→ **Exercise requirements**
Express the lines below as a JSON list of strings, one string per line and blank lines omitted, starting at the line that contains "player in dark" and stopping after the line that contains "146, 182, 173]]".

→ **Provided material**
╭──

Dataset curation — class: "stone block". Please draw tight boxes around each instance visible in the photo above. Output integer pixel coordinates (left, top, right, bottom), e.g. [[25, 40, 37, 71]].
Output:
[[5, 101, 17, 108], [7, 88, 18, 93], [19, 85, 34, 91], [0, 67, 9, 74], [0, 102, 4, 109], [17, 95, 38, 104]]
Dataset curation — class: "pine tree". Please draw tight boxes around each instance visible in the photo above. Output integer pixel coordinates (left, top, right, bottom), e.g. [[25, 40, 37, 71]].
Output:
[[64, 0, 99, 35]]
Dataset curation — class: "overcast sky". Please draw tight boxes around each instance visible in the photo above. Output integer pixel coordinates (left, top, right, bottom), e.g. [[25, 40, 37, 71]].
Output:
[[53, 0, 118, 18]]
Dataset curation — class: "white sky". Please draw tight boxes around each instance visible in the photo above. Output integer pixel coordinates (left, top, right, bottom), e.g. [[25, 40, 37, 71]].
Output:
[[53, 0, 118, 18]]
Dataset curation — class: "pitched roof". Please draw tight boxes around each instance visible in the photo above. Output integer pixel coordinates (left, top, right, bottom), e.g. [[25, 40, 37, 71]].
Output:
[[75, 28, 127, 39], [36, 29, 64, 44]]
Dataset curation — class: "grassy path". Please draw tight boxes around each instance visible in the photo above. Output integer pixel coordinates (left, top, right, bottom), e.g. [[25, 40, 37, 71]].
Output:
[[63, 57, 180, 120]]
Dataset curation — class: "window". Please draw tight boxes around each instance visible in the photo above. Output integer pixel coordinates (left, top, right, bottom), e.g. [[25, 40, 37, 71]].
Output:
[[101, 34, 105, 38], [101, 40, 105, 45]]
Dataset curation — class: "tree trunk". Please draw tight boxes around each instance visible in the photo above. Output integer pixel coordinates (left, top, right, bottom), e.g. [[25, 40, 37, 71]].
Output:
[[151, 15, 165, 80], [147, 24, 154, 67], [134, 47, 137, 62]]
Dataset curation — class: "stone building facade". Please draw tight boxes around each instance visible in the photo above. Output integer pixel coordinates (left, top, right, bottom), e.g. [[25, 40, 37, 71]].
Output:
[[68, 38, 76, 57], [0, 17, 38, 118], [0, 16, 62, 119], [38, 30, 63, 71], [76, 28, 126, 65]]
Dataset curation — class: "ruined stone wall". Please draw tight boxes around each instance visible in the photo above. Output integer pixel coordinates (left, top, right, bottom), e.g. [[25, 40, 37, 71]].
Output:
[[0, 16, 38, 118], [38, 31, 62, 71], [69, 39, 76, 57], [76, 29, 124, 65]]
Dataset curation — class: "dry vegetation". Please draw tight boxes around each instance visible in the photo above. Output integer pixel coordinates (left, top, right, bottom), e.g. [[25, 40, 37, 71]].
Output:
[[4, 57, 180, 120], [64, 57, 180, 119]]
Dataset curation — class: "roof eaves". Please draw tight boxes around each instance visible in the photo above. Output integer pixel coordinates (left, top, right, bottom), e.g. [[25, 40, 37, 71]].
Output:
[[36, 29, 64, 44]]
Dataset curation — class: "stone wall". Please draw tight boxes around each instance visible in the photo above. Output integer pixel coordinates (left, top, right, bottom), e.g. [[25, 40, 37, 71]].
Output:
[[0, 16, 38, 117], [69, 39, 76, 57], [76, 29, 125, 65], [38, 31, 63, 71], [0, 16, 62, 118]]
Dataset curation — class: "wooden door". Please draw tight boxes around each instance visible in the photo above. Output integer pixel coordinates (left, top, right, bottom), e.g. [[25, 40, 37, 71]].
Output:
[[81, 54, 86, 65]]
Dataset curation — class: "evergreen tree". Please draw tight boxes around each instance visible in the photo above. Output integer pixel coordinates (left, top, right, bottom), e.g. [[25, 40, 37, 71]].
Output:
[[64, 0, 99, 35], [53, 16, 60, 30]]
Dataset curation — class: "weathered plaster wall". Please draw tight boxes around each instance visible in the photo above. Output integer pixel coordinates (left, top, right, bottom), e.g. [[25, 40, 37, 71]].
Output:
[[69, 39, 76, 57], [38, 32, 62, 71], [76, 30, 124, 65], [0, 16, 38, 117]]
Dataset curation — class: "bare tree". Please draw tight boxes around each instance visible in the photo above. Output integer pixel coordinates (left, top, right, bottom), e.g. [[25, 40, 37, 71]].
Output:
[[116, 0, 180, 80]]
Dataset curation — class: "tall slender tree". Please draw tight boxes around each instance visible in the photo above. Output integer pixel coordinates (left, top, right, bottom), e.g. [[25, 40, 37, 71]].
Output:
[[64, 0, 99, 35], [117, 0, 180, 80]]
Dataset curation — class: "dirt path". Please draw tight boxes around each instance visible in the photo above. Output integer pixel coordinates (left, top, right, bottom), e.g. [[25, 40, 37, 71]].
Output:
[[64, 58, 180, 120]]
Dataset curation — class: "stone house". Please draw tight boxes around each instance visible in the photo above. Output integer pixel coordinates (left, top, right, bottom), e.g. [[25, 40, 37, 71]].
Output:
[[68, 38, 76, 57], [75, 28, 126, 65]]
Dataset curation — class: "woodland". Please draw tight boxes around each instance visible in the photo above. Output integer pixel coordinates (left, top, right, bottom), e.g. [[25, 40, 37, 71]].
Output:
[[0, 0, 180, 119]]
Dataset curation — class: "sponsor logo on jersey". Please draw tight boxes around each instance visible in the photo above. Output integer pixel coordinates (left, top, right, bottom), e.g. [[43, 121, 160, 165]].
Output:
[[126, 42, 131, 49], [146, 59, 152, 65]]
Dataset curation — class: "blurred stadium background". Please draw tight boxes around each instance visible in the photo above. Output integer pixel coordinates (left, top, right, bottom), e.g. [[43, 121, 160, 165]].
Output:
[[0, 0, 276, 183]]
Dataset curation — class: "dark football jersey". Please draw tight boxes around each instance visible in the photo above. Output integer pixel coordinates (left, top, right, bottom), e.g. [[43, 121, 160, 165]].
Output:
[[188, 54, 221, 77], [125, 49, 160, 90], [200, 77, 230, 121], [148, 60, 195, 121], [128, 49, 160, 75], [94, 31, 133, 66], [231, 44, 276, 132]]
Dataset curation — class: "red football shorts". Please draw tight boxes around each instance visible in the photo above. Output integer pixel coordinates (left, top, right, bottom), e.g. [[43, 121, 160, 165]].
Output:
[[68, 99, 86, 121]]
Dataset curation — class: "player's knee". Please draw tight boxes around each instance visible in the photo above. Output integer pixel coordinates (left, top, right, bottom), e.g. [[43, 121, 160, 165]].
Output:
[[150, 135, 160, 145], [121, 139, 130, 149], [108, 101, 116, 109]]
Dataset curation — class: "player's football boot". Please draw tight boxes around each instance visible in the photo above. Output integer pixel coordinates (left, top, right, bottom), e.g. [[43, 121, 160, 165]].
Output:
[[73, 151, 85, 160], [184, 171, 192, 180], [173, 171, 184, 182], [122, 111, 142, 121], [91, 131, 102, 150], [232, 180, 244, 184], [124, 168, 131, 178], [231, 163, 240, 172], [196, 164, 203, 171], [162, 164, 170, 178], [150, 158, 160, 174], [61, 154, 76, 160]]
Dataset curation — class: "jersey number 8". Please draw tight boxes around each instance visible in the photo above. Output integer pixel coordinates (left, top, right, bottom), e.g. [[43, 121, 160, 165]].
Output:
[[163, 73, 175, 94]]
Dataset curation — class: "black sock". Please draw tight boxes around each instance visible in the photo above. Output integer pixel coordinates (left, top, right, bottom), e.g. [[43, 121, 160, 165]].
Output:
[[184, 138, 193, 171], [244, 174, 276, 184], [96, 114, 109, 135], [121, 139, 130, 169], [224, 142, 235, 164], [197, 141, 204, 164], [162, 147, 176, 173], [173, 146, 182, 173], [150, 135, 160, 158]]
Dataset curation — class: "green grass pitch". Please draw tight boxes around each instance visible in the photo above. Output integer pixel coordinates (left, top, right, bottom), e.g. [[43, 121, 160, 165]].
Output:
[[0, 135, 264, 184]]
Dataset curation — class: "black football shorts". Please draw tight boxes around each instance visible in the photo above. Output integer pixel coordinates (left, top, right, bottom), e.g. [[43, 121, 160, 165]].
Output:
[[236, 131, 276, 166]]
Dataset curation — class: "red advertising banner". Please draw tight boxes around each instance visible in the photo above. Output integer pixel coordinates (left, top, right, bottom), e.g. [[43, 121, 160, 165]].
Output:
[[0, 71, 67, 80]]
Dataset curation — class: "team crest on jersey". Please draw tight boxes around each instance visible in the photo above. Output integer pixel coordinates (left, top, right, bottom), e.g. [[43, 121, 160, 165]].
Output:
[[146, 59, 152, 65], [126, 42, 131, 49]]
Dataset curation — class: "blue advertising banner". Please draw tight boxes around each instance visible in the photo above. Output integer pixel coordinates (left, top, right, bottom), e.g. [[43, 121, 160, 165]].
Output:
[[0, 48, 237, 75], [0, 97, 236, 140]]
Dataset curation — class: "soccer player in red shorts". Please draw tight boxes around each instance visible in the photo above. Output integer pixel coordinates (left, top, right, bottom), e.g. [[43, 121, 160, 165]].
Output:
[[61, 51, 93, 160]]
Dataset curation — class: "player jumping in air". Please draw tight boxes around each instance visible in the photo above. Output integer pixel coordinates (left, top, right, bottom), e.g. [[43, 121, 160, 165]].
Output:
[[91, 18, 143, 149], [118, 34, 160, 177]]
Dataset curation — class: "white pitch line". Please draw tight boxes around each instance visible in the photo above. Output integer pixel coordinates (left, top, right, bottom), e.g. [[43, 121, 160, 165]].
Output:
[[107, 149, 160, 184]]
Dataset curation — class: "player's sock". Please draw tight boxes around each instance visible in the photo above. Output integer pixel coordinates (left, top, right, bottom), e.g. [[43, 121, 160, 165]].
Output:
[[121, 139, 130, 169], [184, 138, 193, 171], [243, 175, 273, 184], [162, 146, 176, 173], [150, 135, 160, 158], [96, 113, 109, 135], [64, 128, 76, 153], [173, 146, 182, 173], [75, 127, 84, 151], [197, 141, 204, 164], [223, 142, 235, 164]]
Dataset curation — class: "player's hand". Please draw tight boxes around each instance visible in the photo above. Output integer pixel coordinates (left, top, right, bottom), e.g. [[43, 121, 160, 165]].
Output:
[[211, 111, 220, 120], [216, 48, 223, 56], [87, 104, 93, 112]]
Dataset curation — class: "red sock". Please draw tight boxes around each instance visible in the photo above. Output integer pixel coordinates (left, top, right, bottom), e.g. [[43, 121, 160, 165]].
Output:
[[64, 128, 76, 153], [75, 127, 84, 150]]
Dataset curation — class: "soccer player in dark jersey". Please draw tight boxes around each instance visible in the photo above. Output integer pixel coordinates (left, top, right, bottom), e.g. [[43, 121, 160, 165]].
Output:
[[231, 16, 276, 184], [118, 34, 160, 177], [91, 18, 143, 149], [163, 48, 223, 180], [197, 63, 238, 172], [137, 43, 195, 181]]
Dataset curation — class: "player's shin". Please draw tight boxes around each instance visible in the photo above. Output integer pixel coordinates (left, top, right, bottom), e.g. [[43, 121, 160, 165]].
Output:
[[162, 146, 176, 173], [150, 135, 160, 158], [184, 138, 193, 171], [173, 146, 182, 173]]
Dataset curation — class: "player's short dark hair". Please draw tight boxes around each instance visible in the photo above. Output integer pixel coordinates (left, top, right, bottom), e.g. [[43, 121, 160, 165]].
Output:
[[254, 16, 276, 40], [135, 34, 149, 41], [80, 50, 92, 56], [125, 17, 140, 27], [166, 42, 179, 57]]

╰──

→ **Solution**
[
  "Dataset curation — class: \"soccer player in dark jersey\". Please draw tight boxes around each instance visible in the photo above. Output integer pixel coordinates (left, top, right, bottom), e.g. [[43, 121, 160, 165]].",
  "Output:",
  "[[231, 16, 276, 184], [118, 34, 160, 177], [91, 18, 143, 149], [163, 48, 223, 180], [197, 63, 238, 172], [137, 43, 195, 181]]",
  "Dataset curation — class: \"player's shin\". Please draw tight boxes around each instance visible in the photo above. Output integer pixel coordinates (left, top, right, bottom), e.g. [[43, 121, 160, 165]].",
  "Output:",
  "[[162, 146, 176, 173], [150, 135, 160, 158], [184, 138, 193, 171], [173, 146, 182, 173]]"
]